Work item >> Without any pictures, print exactly the lines that run from the start of the data through the line containing "positive clicks: (307, 430)".

Provided data >>
──────────────────────────────
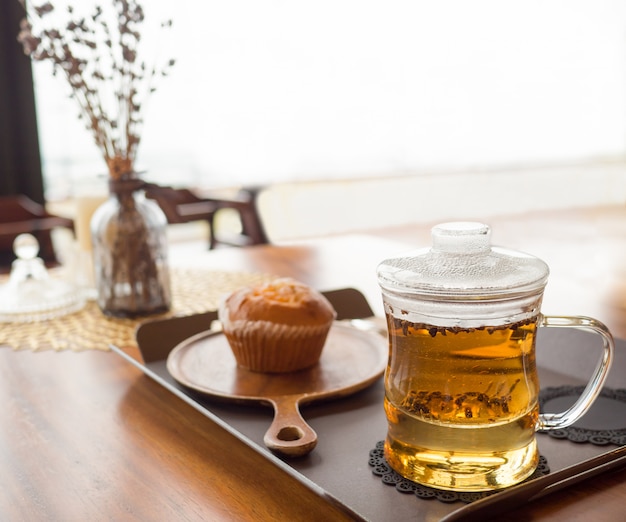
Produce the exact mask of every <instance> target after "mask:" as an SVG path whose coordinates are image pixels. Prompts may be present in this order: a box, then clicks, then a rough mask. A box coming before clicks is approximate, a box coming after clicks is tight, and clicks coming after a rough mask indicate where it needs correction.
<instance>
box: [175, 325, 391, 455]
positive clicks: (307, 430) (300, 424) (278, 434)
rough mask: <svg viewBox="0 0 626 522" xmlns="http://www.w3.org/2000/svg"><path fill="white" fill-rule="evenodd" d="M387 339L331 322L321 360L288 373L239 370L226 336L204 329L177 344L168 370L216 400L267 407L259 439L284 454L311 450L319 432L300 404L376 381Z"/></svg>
mask: <svg viewBox="0 0 626 522" xmlns="http://www.w3.org/2000/svg"><path fill="white" fill-rule="evenodd" d="M387 353H388V348H387V341H386V339H385V338H384V337H382V336H381V335H379V334H377V333H373V332H367V331H362V330H359V329H357V328H355V327H353V326H350V325H349V324H342V323H338V322H336V323H334V324H333V326H332V328H331V329H330V332H329V333H328V338H327V340H326V345H325V346H324V350H323V351H322V356H321V357H320V360H319V362H318V363H317V364H316V365H315V366H313V367H311V368H308V369H305V370H300V371H297V372H291V373H259V372H252V371H250V370H246V369H244V368H239V367H238V366H237V363H236V361H235V357H234V355H233V353H232V351H231V349H230V346H229V344H228V341H227V339H226V337H225V336H224V335H223V334H222V333H219V332H211V331H207V332H202V333H199V334H197V335H195V336H193V337H190V338H189V339H187V340H185V341H183V342H181V343H180V344H178V345H177V346H176V348H174V349H173V350H172V351H171V352H170V354H169V356H168V358H167V370H168V371H169V373H170V375H171V376H172V377H173V378H174V379H175V380H176V381H178V383H180V384H181V385H183V386H185V387H187V388H190V389H192V390H195V391H196V392H199V393H201V394H204V395H206V396H208V397H210V398H214V399H217V400H225V401H232V402H248V403H257V404H263V405H269V406H271V407H272V408H273V409H274V420H273V422H272V424H271V425H270V427H269V429H268V430H267V432H266V433H265V436H264V439H263V442H264V443H265V445H266V446H267V447H268V448H269V449H271V450H272V451H274V452H276V453H279V454H282V455H284V456H288V457H297V456H302V455H306V454H307V453H309V452H310V451H312V450H313V448H315V446H316V444H317V434H316V433H315V431H314V430H313V429H312V428H311V427H310V426H309V425H308V424H307V423H306V422H305V420H304V419H303V418H302V415H301V414H300V406H301V405H303V404H307V403H312V402H314V401H321V400H329V399H334V398H338V397H345V396H347V395H350V394H353V393H355V392H357V391H359V390H362V389H364V388H366V387H368V386H369V385H371V384H372V383H374V382H375V381H376V380H377V379H378V378H379V377H380V376H381V375H382V374H383V373H384V371H385V367H386V364H387Z"/></svg>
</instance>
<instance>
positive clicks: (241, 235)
mask: <svg viewBox="0 0 626 522" xmlns="http://www.w3.org/2000/svg"><path fill="white" fill-rule="evenodd" d="M261 189H262V188H261V187H246V188H242V189H240V190H239V191H238V192H237V193H236V194H235V195H234V196H233V197H230V198H228V197H223V196H215V197H200V196H198V195H197V194H195V193H194V192H193V191H191V190H189V189H186V188H174V187H169V186H163V185H155V184H152V183H149V184H147V185H146V188H145V191H146V197H148V198H150V199H153V200H154V201H156V202H157V203H158V205H159V206H160V207H161V209H162V210H163V212H164V214H165V216H166V217H167V221H168V223H171V224H175V223H189V222H193V221H206V222H207V223H208V226H209V232H210V238H209V248H211V249H214V248H217V247H219V246H221V245H227V246H249V245H262V244H266V243H269V239H268V237H267V234H266V233H265V228H264V227H263V222H262V221H261V217H260V215H259V212H258V208H257V196H258V194H259V192H260V191H261ZM225 209H232V210H234V211H235V212H237V214H238V215H239V219H240V221H241V233H240V234H237V235H234V236H230V237H225V236H221V235H218V234H217V233H216V231H215V216H216V214H217V213H218V212H220V211H222V210H225Z"/></svg>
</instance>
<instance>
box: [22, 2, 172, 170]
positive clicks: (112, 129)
mask: <svg viewBox="0 0 626 522" xmlns="http://www.w3.org/2000/svg"><path fill="white" fill-rule="evenodd" d="M18 1H19V2H20V3H21V4H22V6H23V7H24V9H25V11H26V17H25V18H24V19H23V20H22V22H21V24H20V32H19V35H18V41H19V42H20V43H21V44H22V46H23V48H24V52H25V53H26V54H27V55H29V56H30V57H31V59H33V60H35V61H48V62H51V63H52V66H53V74H54V75H57V74H61V75H63V76H65V78H66V79H67V81H68V83H69V86H70V88H71V97H73V98H75V99H76V100H77V102H78V104H79V106H80V113H79V118H80V119H82V120H83V121H84V122H85V125H86V127H87V129H89V130H90V131H91V132H92V133H93V136H94V139H95V142H96V145H97V146H98V148H99V149H100V150H101V152H102V154H103V155H104V159H105V161H106V163H107V166H108V168H109V173H110V174H111V176H112V177H113V178H114V179H119V178H121V177H122V176H123V175H125V174H129V173H131V172H132V171H133V166H134V162H135V159H136V156H137V147H138V146H139V142H140V140H141V127H142V125H143V118H142V116H141V108H142V103H144V102H145V101H146V99H147V98H148V96H150V94H151V93H153V92H154V91H155V89H156V85H155V81H156V80H158V79H159V78H161V77H164V76H167V75H168V74H169V72H170V70H171V68H172V67H173V65H174V60H173V59H170V60H167V61H165V62H164V63H163V64H161V65H160V66H157V65H156V64H155V65H153V66H147V65H146V63H145V62H143V61H139V60H138V51H139V43H140V40H141V32H140V29H141V27H142V24H143V22H144V20H145V17H144V11H143V8H142V6H141V5H140V3H139V2H138V1H137V0H111V4H110V6H109V8H110V9H109V11H110V12H105V10H103V9H102V8H101V7H100V6H96V7H95V8H94V10H93V12H92V13H91V14H90V15H89V16H79V15H77V14H76V13H75V10H74V8H73V7H71V6H69V7H68V8H67V11H66V12H65V13H64V14H65V15H66V16H65V17H64V18H65V19H66V20H65V21H64V23H63V24H62V25H57V27H54V25H52V24H51V23H50V22H51V20H52V19H53V18H55V17H54V16H53V14H59V13H55V8H54V6H53V5H52V3H51V2H49V1H46V2H44V3H41V4H39V5H33V2H28V5H27V4H26V3H25V0H18ZM171 25H172V22H171V20H169V21H167V22H164V23H162V24H161V26H162V28H165V29H167V28H170V27H171Z"/></svg>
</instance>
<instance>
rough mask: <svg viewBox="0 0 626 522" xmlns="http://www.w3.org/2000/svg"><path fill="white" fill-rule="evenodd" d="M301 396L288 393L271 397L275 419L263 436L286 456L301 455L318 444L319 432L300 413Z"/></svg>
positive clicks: (278, 449)
mask: <svg viewBox="0 0 626 522" xmlns="http://www.w3.org/2000/svg"><path fill="white" fill-rule="evenodd" d="M299 398H300V397H299V396H297V395H286V396H284V397H276V398H272V399H270V401H271V403H272V406H274V420H273V421H272V424H271V426H270V427H269V429H268V430H267V432H266V433H265V436H264V437H263V442H264V443H265V445H266V446H267V447H268V448H269V449H271V450H272V451H274V452H276V453H279V454H281V455H283V456H286V457H301V456H303V455H306V454H307V453H309V452H311V451H312V450H313V448H315V446H316V445H317V433H315V431H313V428H311V426H309V425H308V424H307V423H306V422H305V420H304V419H303V418H302V415H300V410H299V408H298V401H299Z"/></svg>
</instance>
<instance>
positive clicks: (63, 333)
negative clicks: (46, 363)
mask: <svg viewBox="0 0 626 522" xmlns="http://www.w3.org/2000/svg"><path fill="white" fill-rule="evenodd" d="M270 279H273V276H269V275H267V274H255V273H244V272H217V271H207V270H199V269H187V270H172V280H171V284H172V309H171V310H170V311H169V312H168V313H166V314H161V315H158V316H151V317H149V318H145V317H144V318H140V319H118V318H112V317H107V316H105V315H104V314H103V313H102V312H101V311H100V309H99V308H98V305H97V304H96V303H95V302H93V301H89V302H88V303H87V305H86V306H85V307H84V308H83V309H82V310H80V311H78V312H75V313H72V314H68V315H65V316H62V317H58V318H56V319H50V320H47V321H39V322H34V323H1V324H0V346H3V347H9V348H12V349H13V350H32V351H42V350H57V351H60V350H74V351H82V350H109V344H115V345H117V346H120V347H124V348H126V347H131V346H136V341H135V330H136V329H137V327H138V326H139V325H140V324H141V323H142V322H146V321H148V320H154V319H162V318H166V317H173V316H183V315H192V314H197V313H202V312H207V311H209V310H215V309H216V308H217V304H218V302H219V299H220V297H221V296H222V295H224V294H226V293H229V292H232V291H233V290H236V289H237V288H240V287H243V286H248V285H254V284H257V283H261V282H264V281H268V280H270Z"/></svg>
──────────────────────────────
Problem solution >>
Produce the exact mask of every <instance> target after "mask:" as an SVG path whose coordinates are image pixels. Prompts may be present in this order: a box, then clicks, then a rough mask. A box coming before clicks is approximate, a box coming after clicks is tight, and clicks coming after a rough mask indicate where it needs correction.
<instance>
box: [175, 325, 391, 455]
positive clicks: (307, 430) (300, 424) (278, 434)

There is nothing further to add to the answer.